### Supplied entries
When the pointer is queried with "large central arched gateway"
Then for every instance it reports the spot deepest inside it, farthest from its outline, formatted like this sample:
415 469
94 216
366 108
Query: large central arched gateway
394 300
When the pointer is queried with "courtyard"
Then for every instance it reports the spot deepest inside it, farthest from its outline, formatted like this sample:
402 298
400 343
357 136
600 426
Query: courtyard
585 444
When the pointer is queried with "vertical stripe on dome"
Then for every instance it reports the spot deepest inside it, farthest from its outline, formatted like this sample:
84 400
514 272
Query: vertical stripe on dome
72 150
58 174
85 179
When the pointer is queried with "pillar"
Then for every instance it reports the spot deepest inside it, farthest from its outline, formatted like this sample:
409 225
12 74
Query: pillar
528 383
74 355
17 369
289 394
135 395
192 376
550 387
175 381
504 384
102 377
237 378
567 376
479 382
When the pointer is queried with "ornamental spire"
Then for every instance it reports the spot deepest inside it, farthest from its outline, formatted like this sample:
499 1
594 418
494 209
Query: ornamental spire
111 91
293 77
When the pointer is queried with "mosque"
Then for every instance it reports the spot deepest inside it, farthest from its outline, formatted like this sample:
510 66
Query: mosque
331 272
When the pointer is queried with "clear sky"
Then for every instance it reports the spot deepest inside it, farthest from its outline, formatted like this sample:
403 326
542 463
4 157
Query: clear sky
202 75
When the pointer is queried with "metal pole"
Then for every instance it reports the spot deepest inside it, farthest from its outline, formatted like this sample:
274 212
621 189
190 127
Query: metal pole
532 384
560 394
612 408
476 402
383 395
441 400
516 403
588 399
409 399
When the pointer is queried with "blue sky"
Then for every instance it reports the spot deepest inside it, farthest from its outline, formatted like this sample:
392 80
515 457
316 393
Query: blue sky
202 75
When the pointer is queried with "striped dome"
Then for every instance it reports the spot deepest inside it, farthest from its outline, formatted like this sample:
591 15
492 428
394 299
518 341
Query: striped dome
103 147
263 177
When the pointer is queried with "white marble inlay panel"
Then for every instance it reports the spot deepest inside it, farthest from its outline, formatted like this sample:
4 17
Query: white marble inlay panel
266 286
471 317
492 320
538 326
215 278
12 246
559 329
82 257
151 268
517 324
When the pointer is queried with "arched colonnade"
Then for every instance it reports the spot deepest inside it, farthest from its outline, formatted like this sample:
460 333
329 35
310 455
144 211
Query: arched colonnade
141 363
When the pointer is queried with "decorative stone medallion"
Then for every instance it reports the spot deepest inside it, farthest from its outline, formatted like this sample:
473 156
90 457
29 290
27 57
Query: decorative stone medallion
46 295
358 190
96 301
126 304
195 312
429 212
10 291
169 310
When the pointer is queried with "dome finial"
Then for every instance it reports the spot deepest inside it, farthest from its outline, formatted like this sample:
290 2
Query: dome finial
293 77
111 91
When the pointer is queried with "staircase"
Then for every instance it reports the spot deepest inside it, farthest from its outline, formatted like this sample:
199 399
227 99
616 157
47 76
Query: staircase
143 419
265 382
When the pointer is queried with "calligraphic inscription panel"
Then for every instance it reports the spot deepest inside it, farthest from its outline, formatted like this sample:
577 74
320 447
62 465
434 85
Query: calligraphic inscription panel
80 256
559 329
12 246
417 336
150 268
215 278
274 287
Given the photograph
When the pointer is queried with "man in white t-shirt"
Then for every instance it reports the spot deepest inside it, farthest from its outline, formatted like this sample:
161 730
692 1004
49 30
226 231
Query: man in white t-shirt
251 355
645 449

==

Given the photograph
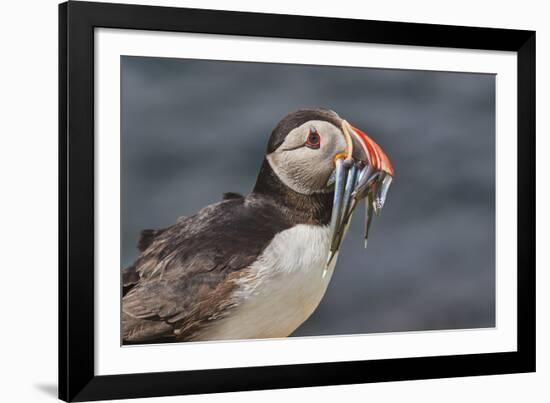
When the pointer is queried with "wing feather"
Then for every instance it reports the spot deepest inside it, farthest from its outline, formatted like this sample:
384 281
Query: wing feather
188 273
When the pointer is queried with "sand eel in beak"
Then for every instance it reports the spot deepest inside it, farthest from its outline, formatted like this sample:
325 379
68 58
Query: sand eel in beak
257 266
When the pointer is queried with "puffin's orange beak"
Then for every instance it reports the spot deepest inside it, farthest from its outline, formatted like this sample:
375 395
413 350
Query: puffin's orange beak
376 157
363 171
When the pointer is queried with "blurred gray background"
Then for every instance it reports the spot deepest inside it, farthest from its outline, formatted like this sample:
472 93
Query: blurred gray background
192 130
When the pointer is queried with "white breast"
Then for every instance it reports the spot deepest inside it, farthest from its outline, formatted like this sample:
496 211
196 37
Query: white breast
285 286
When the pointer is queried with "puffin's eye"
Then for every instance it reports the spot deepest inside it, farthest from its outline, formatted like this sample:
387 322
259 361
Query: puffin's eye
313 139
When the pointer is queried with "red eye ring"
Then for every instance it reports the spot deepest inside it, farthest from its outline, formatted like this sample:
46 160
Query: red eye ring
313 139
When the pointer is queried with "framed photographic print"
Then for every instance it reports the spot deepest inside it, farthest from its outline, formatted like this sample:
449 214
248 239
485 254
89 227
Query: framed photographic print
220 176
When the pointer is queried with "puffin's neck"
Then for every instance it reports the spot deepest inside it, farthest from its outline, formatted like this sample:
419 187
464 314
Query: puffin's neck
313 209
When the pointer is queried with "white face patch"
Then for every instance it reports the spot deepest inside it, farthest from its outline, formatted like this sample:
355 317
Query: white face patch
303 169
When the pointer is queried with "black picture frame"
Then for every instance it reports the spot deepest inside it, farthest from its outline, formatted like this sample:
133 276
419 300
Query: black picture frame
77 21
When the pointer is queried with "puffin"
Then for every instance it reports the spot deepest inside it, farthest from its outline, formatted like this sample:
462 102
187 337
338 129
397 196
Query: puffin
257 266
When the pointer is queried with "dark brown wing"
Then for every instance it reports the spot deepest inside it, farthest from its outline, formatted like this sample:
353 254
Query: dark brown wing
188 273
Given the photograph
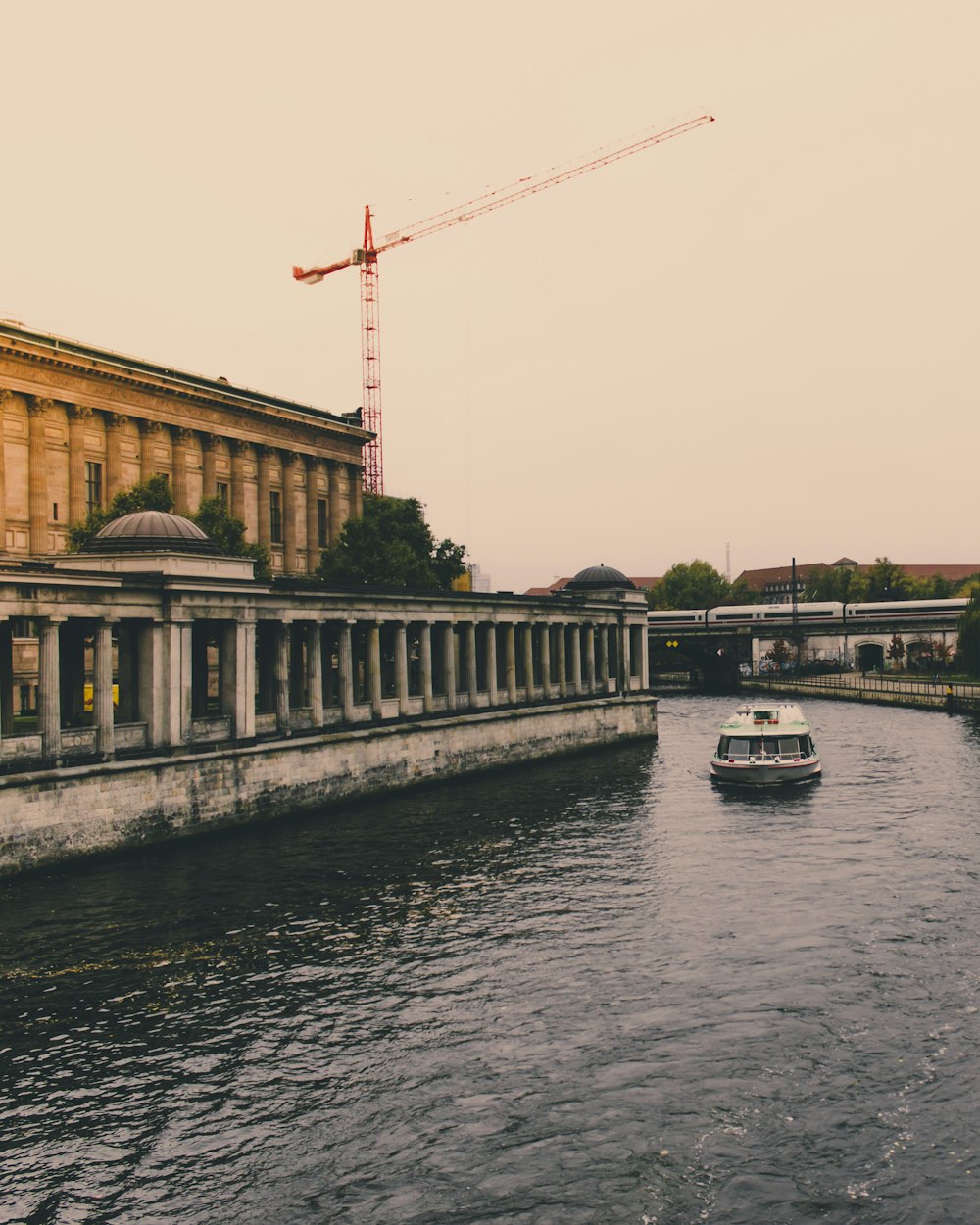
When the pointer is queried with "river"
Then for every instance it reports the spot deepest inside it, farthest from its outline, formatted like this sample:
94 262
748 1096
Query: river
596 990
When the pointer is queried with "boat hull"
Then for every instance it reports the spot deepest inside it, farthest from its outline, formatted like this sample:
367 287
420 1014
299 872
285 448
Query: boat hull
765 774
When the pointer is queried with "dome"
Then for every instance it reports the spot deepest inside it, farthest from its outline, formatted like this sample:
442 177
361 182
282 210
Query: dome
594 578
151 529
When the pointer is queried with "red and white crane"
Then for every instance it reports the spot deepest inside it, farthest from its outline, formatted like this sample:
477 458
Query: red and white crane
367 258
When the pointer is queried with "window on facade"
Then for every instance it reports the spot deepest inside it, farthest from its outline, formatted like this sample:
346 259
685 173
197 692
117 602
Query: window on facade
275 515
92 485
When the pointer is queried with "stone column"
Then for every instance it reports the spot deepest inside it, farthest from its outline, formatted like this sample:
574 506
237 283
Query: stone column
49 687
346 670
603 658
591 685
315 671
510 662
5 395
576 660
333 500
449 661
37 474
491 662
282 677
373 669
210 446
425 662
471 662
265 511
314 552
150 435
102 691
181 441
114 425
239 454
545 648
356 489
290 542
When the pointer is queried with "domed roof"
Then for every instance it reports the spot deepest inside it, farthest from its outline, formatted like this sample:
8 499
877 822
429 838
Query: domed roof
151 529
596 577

---

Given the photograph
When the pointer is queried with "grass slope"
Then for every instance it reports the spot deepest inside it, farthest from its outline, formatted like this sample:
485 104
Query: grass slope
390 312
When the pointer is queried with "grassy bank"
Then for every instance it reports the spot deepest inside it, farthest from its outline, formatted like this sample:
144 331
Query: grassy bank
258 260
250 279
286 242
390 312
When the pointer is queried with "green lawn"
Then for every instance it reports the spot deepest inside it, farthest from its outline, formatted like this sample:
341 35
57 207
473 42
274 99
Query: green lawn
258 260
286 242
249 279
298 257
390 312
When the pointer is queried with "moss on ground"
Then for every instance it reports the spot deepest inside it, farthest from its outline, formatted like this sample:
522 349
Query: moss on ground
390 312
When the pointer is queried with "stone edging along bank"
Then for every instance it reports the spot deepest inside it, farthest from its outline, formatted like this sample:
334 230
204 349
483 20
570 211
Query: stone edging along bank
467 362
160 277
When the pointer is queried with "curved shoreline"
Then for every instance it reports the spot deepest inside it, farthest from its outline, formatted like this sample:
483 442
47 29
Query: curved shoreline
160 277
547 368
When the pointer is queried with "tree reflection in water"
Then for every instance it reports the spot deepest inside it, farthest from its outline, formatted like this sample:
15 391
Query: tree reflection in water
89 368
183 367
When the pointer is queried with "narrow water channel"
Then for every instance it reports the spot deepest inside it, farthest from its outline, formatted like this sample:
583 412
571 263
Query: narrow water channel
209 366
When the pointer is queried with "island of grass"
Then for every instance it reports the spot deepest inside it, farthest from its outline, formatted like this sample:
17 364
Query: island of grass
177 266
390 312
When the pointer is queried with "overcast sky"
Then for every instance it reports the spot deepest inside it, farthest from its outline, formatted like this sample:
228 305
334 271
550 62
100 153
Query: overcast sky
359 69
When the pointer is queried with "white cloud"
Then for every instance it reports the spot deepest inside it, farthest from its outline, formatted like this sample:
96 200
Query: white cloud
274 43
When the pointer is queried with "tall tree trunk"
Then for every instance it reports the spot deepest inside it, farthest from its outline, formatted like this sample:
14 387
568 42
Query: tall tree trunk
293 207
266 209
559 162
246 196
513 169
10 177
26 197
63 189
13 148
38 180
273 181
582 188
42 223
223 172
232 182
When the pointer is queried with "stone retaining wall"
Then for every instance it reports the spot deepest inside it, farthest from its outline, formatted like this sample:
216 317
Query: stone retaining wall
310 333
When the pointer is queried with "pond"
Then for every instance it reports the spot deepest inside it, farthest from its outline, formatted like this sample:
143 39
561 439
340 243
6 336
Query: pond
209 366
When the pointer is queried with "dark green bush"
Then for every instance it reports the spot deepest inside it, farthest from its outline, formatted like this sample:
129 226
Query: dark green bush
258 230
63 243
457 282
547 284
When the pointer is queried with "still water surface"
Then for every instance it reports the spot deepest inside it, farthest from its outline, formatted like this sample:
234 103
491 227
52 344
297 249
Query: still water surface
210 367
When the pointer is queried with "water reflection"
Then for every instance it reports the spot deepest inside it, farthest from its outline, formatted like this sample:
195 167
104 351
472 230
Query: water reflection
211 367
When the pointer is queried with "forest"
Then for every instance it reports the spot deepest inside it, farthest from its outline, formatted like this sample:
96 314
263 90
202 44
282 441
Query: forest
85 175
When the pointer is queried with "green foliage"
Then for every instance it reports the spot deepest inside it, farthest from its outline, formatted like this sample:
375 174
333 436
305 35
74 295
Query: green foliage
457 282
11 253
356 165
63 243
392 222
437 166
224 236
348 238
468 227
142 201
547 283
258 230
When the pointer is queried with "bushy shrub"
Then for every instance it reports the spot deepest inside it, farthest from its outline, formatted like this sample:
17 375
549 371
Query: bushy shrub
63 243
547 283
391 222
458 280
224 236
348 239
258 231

### Requirements
Can you pull out every line of the records above that contains the word "boat", with case counting?

### Solution for this problem
When the pointer is queried with "boat hull"
Query: boat hull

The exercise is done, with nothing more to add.